--- Begin Supplied data ---
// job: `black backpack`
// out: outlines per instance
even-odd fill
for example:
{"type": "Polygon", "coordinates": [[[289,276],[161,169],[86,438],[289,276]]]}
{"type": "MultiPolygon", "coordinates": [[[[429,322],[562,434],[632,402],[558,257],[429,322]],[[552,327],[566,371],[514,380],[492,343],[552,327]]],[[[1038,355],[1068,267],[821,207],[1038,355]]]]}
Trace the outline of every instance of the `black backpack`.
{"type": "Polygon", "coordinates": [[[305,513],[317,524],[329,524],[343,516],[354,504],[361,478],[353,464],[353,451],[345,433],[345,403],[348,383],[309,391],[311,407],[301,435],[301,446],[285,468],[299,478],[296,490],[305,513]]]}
--- End Supplied data ---
Reproduce every line of the records above verbatim.

// job: `black backpack`
// out: outlines per instance
even-odd fill
for example:
{"type": "Polygon", "coordinates": [[[289,276],[161,169],[86,438],[289,276]]]}
{"type": "MultiPolygon", "coordinates": [[[[429,322],[562,434],[632,402],[558,257],[429,322]],[[552,327],[566,371],[514,380],[492,343],[552,327]]],[[[1038,355],[1068,267],[821,207],[1038,355]]]]}
Trace the outline of every instance of the `black backpack`.
{"type": "Polygon", "coordinates": [[[305,513],[317,524],[329,524],[343,516],[354,504],[361,478],[353,464],[353,451],[345,433],[345,403],[348,383],[309,391],[311,407],[301,435],[301,446],[285,468],[299,478],[296,490],[305,513]]]}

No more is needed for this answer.